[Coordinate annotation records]
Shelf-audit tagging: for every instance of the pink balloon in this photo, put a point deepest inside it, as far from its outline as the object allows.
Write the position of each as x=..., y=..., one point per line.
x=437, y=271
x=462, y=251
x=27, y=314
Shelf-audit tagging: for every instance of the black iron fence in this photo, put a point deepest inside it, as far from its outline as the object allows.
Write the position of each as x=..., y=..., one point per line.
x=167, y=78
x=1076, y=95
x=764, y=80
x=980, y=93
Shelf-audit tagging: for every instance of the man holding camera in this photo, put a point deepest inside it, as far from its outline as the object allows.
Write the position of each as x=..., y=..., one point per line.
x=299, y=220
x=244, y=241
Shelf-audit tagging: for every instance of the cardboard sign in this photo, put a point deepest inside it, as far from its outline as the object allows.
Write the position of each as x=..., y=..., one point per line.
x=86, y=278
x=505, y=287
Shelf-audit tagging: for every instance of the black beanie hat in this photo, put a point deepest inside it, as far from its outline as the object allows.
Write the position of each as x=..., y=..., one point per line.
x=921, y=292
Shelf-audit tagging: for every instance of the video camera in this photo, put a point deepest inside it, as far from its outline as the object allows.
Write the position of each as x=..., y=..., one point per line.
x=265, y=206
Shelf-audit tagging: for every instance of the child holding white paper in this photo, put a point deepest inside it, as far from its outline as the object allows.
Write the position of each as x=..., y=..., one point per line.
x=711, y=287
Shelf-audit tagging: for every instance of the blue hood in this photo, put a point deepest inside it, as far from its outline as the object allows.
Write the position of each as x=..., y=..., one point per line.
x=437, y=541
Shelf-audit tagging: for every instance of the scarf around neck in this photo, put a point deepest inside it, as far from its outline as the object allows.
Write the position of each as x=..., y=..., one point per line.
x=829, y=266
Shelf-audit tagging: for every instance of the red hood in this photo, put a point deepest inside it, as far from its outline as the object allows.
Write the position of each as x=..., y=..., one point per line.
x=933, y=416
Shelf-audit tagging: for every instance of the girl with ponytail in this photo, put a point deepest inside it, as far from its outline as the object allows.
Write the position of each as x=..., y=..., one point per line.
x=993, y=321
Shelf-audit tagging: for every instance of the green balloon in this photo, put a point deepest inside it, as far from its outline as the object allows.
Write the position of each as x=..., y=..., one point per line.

## Do this
Please rewrite the records from the line with "Shelf-audit tagging: for every instance of the cardboard" up to and including the line with "x=505, y=287", keeping the request lines and shifting every coordinate up by 103.

## The reply
Shelf-audit tagging: for every instance of the cardboard sign in this photo, put a point deepest inside it, as far from its outline as the object allows.
Write the position of each as x=..., y=..., one point per line.
x=189, y=381
x=608, y=390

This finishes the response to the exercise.